PAGE EXTRACT »
───
By Su Jun Lim-Higbie, technology manager at MSU Technologies
I love science. After my bachelor’s degree, I did my PhD training in genetics at University of Rochester Medical Centre in Rochester, New York, and my postdoctoral work at the US government’s biomedical and public health research agency National Institutes of Health (NIH) in Bethesda, Maryland.
But in late 2013, I successfully completed the transition from basic research to technology transfer. As opposed to worn out T-shirts and jeans, I now have an entirely new wardrobe with clothing classified as “business casual”. However, I would argue that I have not left science. Instead, I have found another outlet for my passion in science.
In graduate school, I was drawn to epigenetics – the study of heritable changes in gene function – and hence joined a lab at Rochester’s biomedical genetics department to study the RNAi pathway and heterochromatin regulation using drosophila, colloquially known as small fruit flies, as a model.
When I completed my doctoral degree, I found myself at yet another crossroads, reminiscent of the one I experienced at the end of my undergraduate education, but with significantly fewer options. Should I power through postdoc or leave academia to pursue so-called “alternative careers”?
Career transition often takes time, much patience and a lot of effort. It can take years to develop new skills and fully transition into a new field. It is a process instead of a switch. In my case, it is difficult to identify the precise turning point but it took about three years for the whole process.
Since the early days of graduate school, I have attended a great many seminars and workshops that are very diverse and may not be directly related to my thesis project, due to my inherent curiosity. Among them, the most memorable and most inspiring was that of Tina Seelig, who gave a talk at Simon Business School at University of Rochester. She is an incredible woman and a passionate educator at Stanford University who founded eCorner, a program at the entrepreneurship centre in Stanford’s School of Engineering. eCorner is full of resources. As I tuned into the podcast week after week, my interest in entrepreneurship grew. I strongly believe that the exposure to eCorner is the foundation for my transformation.
───
THE DATA »
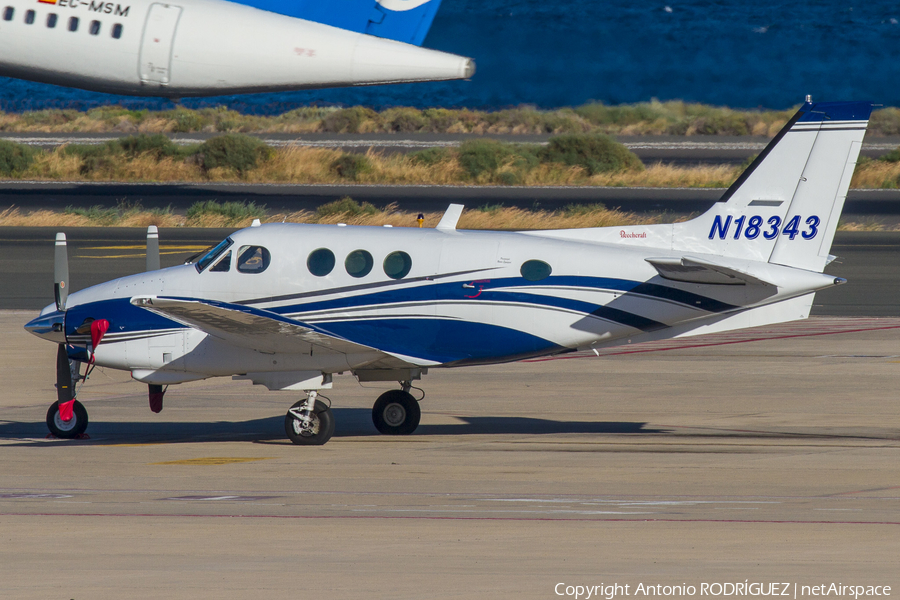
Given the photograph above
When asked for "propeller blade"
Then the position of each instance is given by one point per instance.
(65, 389)
(152, 248)
(61, 272)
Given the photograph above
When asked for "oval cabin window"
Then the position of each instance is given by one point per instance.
(320, 262)
(397, 265)
(359, 263)
(535, 270)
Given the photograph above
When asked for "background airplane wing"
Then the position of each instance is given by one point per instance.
(257, 329)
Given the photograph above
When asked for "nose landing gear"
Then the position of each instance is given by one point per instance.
(70, 429)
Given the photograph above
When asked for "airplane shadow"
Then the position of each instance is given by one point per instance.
(350, 422)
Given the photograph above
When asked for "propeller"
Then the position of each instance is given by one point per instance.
(152, 248)
(61, 273)
(65, 388)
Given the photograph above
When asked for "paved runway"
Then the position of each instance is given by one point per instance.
(671, 149)
(870, 261)
(767, 456)
(36, 195)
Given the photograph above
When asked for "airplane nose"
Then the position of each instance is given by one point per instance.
(51, 326)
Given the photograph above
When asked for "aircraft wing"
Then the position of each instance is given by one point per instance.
(254, 328)
(698, 270)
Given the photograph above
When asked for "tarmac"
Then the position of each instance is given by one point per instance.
(765, 456)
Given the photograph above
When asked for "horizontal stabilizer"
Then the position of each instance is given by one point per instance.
(698, 270)
(248, 327)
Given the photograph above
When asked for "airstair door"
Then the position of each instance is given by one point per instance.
(156, 45)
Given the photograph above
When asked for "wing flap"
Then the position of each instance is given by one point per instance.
(249, 327)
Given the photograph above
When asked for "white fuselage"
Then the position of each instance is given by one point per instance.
(199, 48)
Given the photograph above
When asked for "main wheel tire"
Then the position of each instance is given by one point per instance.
(396, 413)
(321, 430)
(67, 429)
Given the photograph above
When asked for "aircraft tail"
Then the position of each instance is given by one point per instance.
(784, 209)
(401, 20)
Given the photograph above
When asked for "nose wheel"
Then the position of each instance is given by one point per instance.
(72, 428)
(396, 413)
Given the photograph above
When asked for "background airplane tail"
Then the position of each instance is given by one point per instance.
(401, 20)
(785, 207)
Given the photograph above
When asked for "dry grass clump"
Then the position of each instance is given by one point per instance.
(346, 210)
(662, 175)
(876, 174)
(645, 118)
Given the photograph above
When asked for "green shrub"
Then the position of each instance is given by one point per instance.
(345, 206)
(439, 120)
(348, 120)
(724, 123)
(580, 210)
(115, 113)
(51, 117)
(100, 215)
(185, 120)
(403, 120)
(351, 166)
(508, 178)
(158, 145)
(94, 157)
(233, 151)
(629, 114)
(431, 156)
(483, 156)
(892, 156)
(885, 121)
(488, 156)
(594, 152)
(232, 210)
(15, 158)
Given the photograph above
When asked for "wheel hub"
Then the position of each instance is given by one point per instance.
(306, 428)
(394, 414)
(65, 425)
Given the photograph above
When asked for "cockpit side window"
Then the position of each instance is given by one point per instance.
(223, 266)
(253, 259)
(213, 254)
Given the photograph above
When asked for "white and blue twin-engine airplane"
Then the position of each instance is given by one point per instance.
(212, 47)
(289, 305)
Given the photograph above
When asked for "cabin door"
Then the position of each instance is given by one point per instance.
(156, 45)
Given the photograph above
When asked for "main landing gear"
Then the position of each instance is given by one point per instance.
(310, 422)
(396, 412)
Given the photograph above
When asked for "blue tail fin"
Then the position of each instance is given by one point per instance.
(402, 20)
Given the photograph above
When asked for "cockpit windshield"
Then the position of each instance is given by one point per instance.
(213, 254)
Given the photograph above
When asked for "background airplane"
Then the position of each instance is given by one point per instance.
(288, 305)
(213, 47)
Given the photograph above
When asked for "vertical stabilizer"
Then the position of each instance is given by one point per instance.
(785, 207)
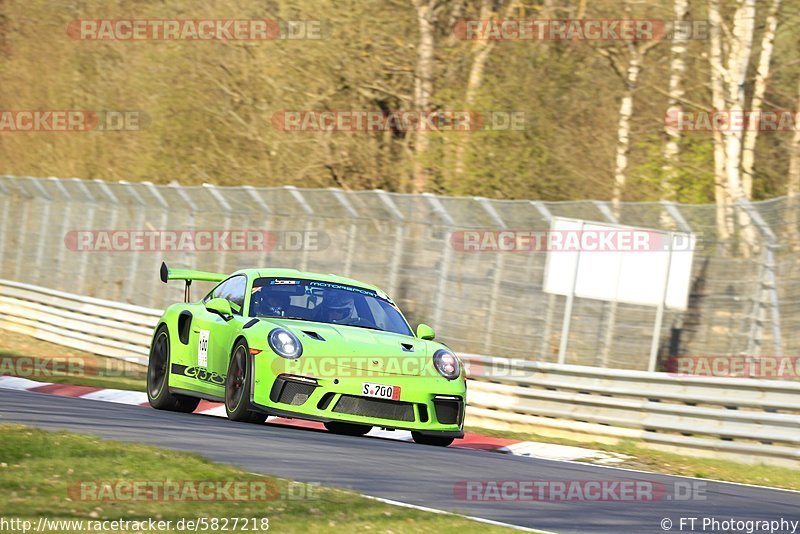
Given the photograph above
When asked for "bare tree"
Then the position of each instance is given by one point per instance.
(482, 49)
(423, 87)
(677, 71)
(793, 183)
(630, 77)
(762, 73)
(721, 196)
───
Can you return the passage of the career-transition essay between "Since the early" and "for my transformation.", inclusive? Rely only on the career-transition essay, not on the material.

Since the early days of graduate school, I have attended a great many seminars and workshops that are very diverse and may not be directly related to my thesis project, due to my inherent curiosity. Among them, the most memorable and most inspiring was that of Tina Seelig, who gave a talk at Simon Business School at University of Rochester. She is an incredible woman and a passionate educator at Stanford University who founded eCorner, a program at the entrepreneurship centre in Stanford’s School of Engineering. eCorner is full of resources. As I tuned into the podcast week after week, my interest in entrepreneurship grew. I strongly believe that the exposure to eCorner is the foundation for my transformation.